Cite, sem qualquer alteração, o trecho do texto sobre a série “Watchmen” que começa nas palavras “E enquanto os” e termina depois de “de oito horas.”.

> BLOCO DE TEXTO
# # # # # # #
A 16 de dezembro, estreava-se o último de “Watchmen”. Ainda que não tenha sido capaz, nem de perto, de alcançar os números de audiência de “A Guerra dos Tronos”, era a grande série de destaque da plataforma que juntava não só um grande elenco (com nomes como Regina King e Jeremy Irons), como o criador Damon Lindelof (responsável por “Perdidos” e “The Leftovers”) na adaptação do universo de um dos livros de banda desenhada mais importantes do meio. 

E enquanto os oito episódios foram lançados à hora prevista e em simultâneo com a estreia nos EUA, às duas horas da manhã em Portugal, o nono, e último da temporada, sofreu um atraso de mais de oito horas. 

Às 7h46, o último episódio da série já surgia listado no separador “Continuar a ver”, mas não podia ser acedido através da página da série, problema que era comum tanto à aplicação móvel como ao site oficial. Pior: os utilizadores que usassem o serviço da HBO exclusivamente via TV Box da Vodafone só puderam ver o episódio depois das 19 horas. Na altura, a MAGG contactou a HBO Portugal que reconheceu que, de facto, tinha havido um atraso, sem adiantar o que o tinha causado.

Mas não se fica por aqui. As emissões do talk show “Last Week Tonight”, com John Oliver, continuam a não ser publicadas às horas a que são transmitidas originalmente. “Talvez esse atraso se deva ao facto de o programa ser gravado ao vivo”, poderá estar a pensar desse lado. Mas não é.
# # # # # # #
Itens de uma fonte de dados:

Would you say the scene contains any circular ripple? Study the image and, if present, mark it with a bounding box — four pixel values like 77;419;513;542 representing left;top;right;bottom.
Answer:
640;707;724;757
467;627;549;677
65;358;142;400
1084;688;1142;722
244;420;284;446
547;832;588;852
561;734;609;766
# # # # # # #
> RESPOSTA À TAREFA
E enquanto os oito episódios foram lançados à hora prevista e em simultâneo com a estreia nos EUA, às duas horas da manhã em Portugal, o nono, e último da temporada, sofreu um atraso de mais de oito horas.